> **Your objective**: Count the lines in the listing below that contain the string "cloud", treating uppercase and lowercase letters as different. Reply with the number alone.

>> start Exercise inputs

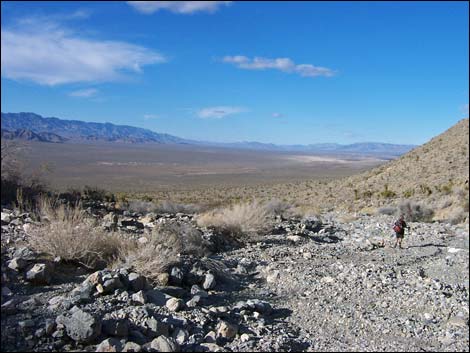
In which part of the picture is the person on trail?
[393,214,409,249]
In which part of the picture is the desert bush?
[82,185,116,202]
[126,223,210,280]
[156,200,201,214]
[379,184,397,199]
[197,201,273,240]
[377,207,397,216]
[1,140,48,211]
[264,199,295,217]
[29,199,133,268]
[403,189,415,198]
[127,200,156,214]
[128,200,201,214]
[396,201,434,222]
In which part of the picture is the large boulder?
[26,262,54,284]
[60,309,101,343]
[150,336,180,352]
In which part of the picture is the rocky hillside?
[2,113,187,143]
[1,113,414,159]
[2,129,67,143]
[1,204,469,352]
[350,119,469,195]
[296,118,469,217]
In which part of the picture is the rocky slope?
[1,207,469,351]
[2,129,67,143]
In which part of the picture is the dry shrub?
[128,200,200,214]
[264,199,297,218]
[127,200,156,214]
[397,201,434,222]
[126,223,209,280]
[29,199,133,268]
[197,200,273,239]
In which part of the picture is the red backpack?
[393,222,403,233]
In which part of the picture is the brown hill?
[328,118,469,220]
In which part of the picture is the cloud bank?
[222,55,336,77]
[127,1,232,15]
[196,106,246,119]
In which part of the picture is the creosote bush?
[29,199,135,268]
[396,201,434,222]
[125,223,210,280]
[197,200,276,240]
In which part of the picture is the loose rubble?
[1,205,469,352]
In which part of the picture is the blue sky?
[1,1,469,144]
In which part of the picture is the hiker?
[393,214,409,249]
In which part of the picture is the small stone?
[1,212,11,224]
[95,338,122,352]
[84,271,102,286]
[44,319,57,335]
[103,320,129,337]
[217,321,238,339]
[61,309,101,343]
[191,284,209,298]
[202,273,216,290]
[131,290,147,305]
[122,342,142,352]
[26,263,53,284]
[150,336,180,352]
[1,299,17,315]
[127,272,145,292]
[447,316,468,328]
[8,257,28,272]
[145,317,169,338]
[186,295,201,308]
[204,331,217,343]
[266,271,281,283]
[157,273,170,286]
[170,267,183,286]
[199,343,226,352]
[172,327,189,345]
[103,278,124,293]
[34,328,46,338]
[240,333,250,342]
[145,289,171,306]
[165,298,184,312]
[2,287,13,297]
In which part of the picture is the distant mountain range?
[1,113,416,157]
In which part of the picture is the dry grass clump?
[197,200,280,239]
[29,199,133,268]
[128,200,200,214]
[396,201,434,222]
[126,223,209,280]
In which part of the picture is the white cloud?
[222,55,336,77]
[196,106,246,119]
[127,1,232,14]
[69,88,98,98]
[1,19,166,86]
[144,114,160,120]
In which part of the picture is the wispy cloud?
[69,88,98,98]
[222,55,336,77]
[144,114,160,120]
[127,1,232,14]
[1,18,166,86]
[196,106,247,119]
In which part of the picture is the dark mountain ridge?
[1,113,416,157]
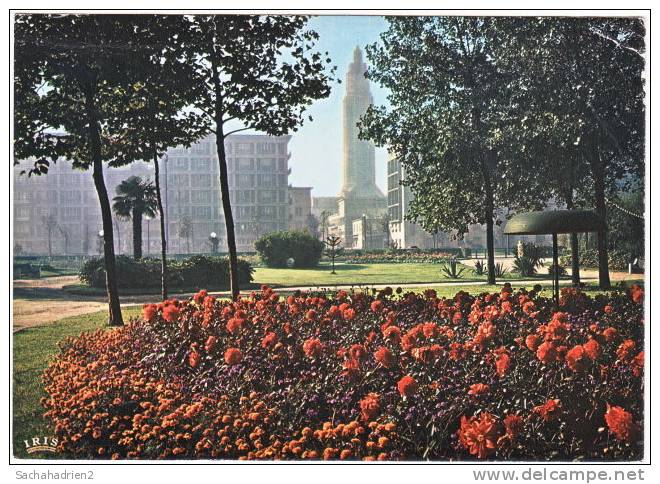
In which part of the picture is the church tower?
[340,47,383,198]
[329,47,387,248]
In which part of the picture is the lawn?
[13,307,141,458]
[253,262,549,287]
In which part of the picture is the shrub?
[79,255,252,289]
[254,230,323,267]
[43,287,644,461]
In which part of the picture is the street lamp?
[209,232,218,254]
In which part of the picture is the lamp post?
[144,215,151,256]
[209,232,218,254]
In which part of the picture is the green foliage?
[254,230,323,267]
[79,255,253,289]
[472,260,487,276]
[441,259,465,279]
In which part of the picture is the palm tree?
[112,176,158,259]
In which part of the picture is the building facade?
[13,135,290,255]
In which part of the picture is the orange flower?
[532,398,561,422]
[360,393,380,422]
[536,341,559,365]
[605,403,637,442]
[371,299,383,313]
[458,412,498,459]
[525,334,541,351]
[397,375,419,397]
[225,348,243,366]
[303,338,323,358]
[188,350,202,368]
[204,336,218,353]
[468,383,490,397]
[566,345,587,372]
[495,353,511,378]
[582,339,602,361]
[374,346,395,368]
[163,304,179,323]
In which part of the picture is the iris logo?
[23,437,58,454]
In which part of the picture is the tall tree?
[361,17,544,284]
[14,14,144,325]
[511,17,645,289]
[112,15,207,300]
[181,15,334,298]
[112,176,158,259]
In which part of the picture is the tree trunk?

>> end Exercise inputs

> **Complete output**: 3